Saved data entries
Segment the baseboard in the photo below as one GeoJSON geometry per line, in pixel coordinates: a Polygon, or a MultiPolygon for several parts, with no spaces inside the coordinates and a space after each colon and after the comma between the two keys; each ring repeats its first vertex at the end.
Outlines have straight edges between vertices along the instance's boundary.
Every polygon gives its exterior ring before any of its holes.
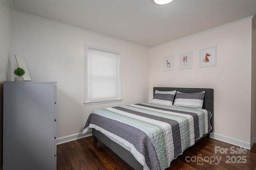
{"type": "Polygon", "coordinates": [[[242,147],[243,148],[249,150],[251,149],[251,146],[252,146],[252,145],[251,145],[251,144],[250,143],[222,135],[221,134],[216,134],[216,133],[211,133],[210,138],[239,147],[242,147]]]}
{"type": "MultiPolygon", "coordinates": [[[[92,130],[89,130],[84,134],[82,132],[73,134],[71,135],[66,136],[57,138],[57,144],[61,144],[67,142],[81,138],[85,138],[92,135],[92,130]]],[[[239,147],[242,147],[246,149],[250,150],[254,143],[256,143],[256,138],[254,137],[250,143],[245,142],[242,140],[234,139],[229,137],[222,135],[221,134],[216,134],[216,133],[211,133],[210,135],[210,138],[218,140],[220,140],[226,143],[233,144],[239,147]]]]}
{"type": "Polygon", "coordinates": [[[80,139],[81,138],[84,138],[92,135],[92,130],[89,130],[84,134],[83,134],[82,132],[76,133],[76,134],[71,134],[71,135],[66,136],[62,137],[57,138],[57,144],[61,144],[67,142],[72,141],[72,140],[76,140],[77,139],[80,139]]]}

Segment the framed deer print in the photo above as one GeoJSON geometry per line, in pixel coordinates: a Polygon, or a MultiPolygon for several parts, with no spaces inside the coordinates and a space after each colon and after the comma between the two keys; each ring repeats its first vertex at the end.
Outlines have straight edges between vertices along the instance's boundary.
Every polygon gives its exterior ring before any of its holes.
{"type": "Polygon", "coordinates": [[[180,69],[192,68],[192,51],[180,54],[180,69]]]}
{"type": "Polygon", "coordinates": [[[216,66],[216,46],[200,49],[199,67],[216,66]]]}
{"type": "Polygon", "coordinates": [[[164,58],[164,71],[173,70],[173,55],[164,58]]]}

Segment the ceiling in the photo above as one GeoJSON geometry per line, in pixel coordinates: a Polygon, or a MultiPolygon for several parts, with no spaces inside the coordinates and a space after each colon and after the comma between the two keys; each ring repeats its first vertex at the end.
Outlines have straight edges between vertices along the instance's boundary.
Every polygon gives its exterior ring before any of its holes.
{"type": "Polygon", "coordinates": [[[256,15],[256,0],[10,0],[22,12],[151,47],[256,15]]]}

(What is required) Return all of the rows above line for line, without altering a single character, and omit the pictures from your reply.

(Response to this task)
Segment the baseboard in the photo below as one GeoJSON geometry per line, in pixel coordinates: a Polygon, or a MultiPolygon for several parts, with no spaces inside the coordinates and a space after each colon and after the comma between the two keys; each ring repeats its first vertex at the end.
Outlines have straight edges between vertices along the instance's boundary.
Every polygon gives its exterior ring before any of its holes.
{"type": "Polygon", "coordinates": [[[242,147],[243,148],[249,150],[251,149],[251,146],[252,146],[252,145],[251,145],[251,144],[250,143],[222,135],[221,134],[216,134],[216,133],[211,133],[210,138],[239,147],[242,147]]]}
{"type": "MultiPolygon", "coordinates": [[[[92,130],[89,130],[84,134],[82,132],[73,134],[71,135],[66,136],[57,138],[57,144],[61,144],[67,142],[81,138],[85,138],[92,135],[92,130]]],[[[239,147],[242,147],[246,149],[250,150],[254,143],[256,143],[256,138],[254,137],[250,143],[245,142],[242,140],[234,139],[229,137],[222,135],[221,134],[216,134],[216,133],[211,133],[210,135],[210,138],[218,140],[220,140],[226,143],[233,144],[239,147]]]]}
{"type": "Polygon", "coordinates": [[[80,139],[81,138],[84,138],[92,135],[92,130],[89,130],[84,134],[83,134],[82,132],[76,133],[76,134],[71,134],[71,135],[66,136],[62,137],[57,138],[57,144],[61,144],[67,142],[72,141],[72,140],[76,140],[77,139],[80,139]]]}

Segment the framed deer print in the photo above as one GeoJSON geometry per line, in pixel coordinates: a Polygon, or a MultiPolygon for several parts, with no spaces inside the coordinates and a space after each colon and after the comma between the two keys; each ring repeats its first vertex at the end.
Outlines have straight edges between vertices along the instance's boundary.
Every polygon gives its exterior ring before any of its holes.
{"type": "Polygon", "coordinates": [[[180,69],[192,68],[192,51],[180,54],[180,69]]]}
{"type": "Polygon", "coordinates": [[[216,66],[216,46],[200,49],[199,67],[216,66]]]}
{"type": "Polygon", "coordinates": [[[164,58],[164,71],[173,70],[173,55],[164,58]]]}

Segment the ceiling in the photo above as one GeoJSON geometry per line, in pixel coordinates: a Polygon, or a MultiPolygon for several parts, with no spaces inside the coordinates and a space after each colon and after the comma between the two keys; each ring repeats its first vertex at the end.
Outlines have straight edges between vertices along the instance's boundary.
Every polygon gives its exterior ring before any of its holes.
{"type": "Polygon", "coordinates": [[[256,15],[256,0],[10,0],[22,12],[151,47],[256,15]]]}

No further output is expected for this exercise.